• [SHORT TASK A]
From the listing below, extract everything from the line containing "Can you see the squirrel eye" down to the line containing "x=151, y=63", both ends included, and repeat those lines without changing them.

## BEGIN TEXT BLOCK

I’d like to congratulate my cocounsel at Latham & Watkins and Leon Carter of Carter Arnett a for a big win this afternoon in Judge Gilstrap’s court in Marshall – no claims infringed and all challenged claims invalid in a $63 million competitor case.

(Leon and I are not pictured in the group photo because we were still at the courthouse talking to any willing jurors – a trial lawyer’s job is not done till the jurors have left the property).

In its closing argument this morning plaintiff’s counsel asked the Marshall jury for $63 million for infringement of three claims. The jury came back at 12:45pm with a verdict that none of the claims were infringed and both of the claims challenged on invalidity grounds (both obviousness with one also challenged for improper inventorship) were invalid.

This is a slight improvement over last month, where we got a verdict of noninfringement, but the jury declined to invalidate the challenged claims.

Congratulations are in order to lead counsel David Callahan (opening, closing, JMOLs), who was joined by Leon Carter in closing and jury selection. Dave, Leon, Giri Pathmanaban, Susan Tull and I took on witnesses, and I handled objections to the charge. Some would say that it’s not a challenge when you have no objections, but since Judge Gilstrap asks for objections on a page by page basis, there’s always the risk of dry throat, which I gladly took on for the team. But that is an interesting point – neither side had any objections to the charge or verdict form.

## END TEXT BLOCK

• [SHORT TASK B]
Copy word for word everything in the verdict post above from "This is a slight" down to "or verdict form.".

## BEGIN INPUT MATERIAL

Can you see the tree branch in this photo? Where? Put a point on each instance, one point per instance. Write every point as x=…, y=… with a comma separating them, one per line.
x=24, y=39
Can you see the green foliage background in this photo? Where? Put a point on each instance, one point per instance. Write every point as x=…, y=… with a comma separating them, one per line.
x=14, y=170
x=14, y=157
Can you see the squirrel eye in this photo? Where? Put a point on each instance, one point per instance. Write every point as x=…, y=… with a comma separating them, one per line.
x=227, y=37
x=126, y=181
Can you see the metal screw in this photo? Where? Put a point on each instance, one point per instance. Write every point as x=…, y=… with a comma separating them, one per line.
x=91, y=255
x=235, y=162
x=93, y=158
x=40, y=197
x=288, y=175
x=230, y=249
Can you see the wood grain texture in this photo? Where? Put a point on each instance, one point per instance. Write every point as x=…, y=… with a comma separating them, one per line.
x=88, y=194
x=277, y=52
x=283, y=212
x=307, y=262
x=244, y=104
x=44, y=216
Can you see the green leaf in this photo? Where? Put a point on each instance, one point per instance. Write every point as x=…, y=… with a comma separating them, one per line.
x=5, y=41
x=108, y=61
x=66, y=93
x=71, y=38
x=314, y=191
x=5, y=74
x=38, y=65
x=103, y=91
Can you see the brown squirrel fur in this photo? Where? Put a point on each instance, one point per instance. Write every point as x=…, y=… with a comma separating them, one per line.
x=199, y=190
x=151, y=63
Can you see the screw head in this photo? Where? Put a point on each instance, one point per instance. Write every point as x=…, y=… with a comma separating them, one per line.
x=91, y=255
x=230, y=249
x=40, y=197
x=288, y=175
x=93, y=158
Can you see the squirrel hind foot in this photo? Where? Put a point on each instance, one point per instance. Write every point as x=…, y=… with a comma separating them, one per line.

## END INPUT MATERIAL

• [PROBLEM SOLUTION A]
Can you see the squirrel eye in this photo? Where? Put a point on each instance, one point per instance. Write every point as x=…, y=… with a comma separating them, one per line.
x=227, y=37
x=126, y=181
Can you see the metal screw in this photo? Where? Put a point on each instance, one point per instance. Write every point as x=…, y=… with a comma separating them, one per line.
x=91, y=255
x=235, y=162
x=93, y=158
x=40, y=197
x=288, y=175
x=230, y=249
Can you see the wood grain texture in this photo? Where? Put a point on each instance, one point per instance. Write every point as x=…, y=… with a comma separating them, one per line.
x=88, y=194
x=277, y=52
x=283, y=212
x=307, y=262
x=244, y=104
x=44, y=216
Can you see the green leaf in this photo? Where? Put a point on each instance, one point per instance. Write every point as x=…, y=… with a comma separating them, one per line.
x=5, y=41
x=108, y=61
x=66, y=93
x=71, y=38
x=314, y=191
x=5, y=74
x=38, y=65
x=103, y=91
Can you see the brown squirrel fur in this photo? Where? Put a point on each instance, one point per instance. Write every point as x=…, y=… with a comma separating them, one per line.
x=199, y=190
x=151, y=63

• [PROBLEM SOLUTION B]
This is a slight improvement over last month, where we got a verdict of noninfringement, but the jury declined to invalidate the challenged claims.

Congratulations are in order to lead counsel David Callahan (opening, closing, JMOLs), who was joined by Leon Carter in closing and jury selection. Dave, Leon, Giri Pathmanaban, Susan Tull and I took on witnesses, and I handled objections to the charge. Some would say that it’s not a challenge when you have no objections, but since Judge Gilstrap asks for objections on a page by page basis, there’s always the risk of dry throat, which I gladly took on for the team. But that is an interesting point – neither side had any objections to the charge or verdict form.